■ **Given data**:
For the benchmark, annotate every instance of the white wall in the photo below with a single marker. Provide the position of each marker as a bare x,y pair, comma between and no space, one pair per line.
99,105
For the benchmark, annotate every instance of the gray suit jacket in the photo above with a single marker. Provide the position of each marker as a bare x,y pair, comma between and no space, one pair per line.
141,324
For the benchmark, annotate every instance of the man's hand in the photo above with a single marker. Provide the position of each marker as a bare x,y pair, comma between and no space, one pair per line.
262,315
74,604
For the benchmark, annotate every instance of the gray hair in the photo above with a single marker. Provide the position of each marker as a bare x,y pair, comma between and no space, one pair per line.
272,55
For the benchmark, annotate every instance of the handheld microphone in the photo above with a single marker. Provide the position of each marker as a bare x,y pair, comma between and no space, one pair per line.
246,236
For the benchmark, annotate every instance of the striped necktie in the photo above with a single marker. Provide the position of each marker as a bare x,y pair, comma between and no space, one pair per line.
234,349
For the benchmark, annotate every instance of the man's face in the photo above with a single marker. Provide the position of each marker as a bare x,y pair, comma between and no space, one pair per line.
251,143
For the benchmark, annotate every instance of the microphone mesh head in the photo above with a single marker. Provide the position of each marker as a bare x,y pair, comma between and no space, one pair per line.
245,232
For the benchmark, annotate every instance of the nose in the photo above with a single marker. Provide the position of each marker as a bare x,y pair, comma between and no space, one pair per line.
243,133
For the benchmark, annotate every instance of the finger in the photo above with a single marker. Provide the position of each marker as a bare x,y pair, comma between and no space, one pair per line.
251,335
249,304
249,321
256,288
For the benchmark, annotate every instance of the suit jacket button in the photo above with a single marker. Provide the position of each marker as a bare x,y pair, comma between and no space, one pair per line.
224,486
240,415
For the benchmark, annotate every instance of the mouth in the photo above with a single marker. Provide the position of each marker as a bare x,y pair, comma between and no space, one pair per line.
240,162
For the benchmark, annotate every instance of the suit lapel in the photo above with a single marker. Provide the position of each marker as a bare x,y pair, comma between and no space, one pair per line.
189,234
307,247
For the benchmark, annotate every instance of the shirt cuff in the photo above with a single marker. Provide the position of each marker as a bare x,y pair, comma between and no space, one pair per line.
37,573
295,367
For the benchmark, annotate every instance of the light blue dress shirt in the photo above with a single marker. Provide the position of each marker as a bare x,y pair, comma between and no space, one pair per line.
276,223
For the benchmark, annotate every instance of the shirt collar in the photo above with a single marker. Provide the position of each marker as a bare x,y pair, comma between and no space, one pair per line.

■ **Given exercise**: Can you reproduce every row above word for word, without changing anything?

■ **Response to this exercise**:
For the benchmark, annotate every instance of the white wall in the photo below with a single marker. Provide the position of each marker as a bare x,y pair, comma between and no space, one pair per line.
99,105
For the benchmark, annotate every instance of the gray suit jacket in the photo above with a single marker. Provide the position of each marker as a bare x,y pair, comma between and no space, one pair per line.
141,324
For the benchmark, annotate every instance of the man's hand in the photo above with a single marker. Provide the position of each marker as a bare x,y pair, comma between and no space, one pair per line.
262,315
74,604
For the benchmark, annotate every instance of the gray hair in the photo above with a single marker. Provide the position of each marker as a bare x,y pair, comma between and no space, one pair per line.
272,55
For the benchmark, annotate every instance of the handheld microphone in the photo above with a single marker. Provide the position of each marker as a bare x,y pair, comma between and no space, one pair per line.
246,236
For the benchmark, annotate every instance of the striped necktie in the photo above with a single marker. Provide the position of each marker as a bare x,y pair, comma between and no space, one pair per line.
234,349
For the benchmark, annotate every instance of the man's face in the photo above with a single marker. Provide the position of each marker as a bare x,y pair, comma between and no space, one pair per line.
251,143
For the benchmark, annotate every instance of the microphone mesh head in the photo above with a single marker. Provide the position of each marker as a bare x,y pair, comma between and no space, one pair per line.
245,232
For the benchmark, annotate every instance of the nose in the photo above with a single marker. Provide the position of each marker as a bare x,y pair, comma between and no space, one pair per line.
243,133
For the benchmark, annotate every instance of the finger in the photo above with a single marker. Provide the position of each marker as a bare x,y pair, comma between and no space, one pair per line.
251,335
249,304
249,321
256,288
For the benchmark, annotate every instance of the suit jacket button in the photo above with a single marker. Provide the position of each marker as a bare x,y pair, comma between and no space, one pair per line.
224,486
240,415
For the benchmark, annotate every instance of the mouth in the photo above with a single marker. Provide the position of each marker as a bare x,y pair, comma between and no space, one pair per line.
240,162
For the benchmark, annotate every instance of the suit lapel in the photo above with a single marker. Provide the position of each marker as a bare x,y pair, comma between and no space, one pair per line.
189,234
307,247
For the benchmark, annotate every instance of the shirt cuff in the photo above with a single marker. Provide the position of each marker as a bare x,y pair, comma between and no space, one pair per line.
37,573
295,367
For the benchmark, annotate every instance of the light blue dress shirt in the photo above with a single marker. Provide the position of each marker as a bare x,y pair, comma between and no space, one pair per line.
276,223
For the benchmark, annotate every instance of the shirt collar in the photo above with a single marker. Provide the position of each marker as a bare x,y pair, comma between and no space, one pair per line.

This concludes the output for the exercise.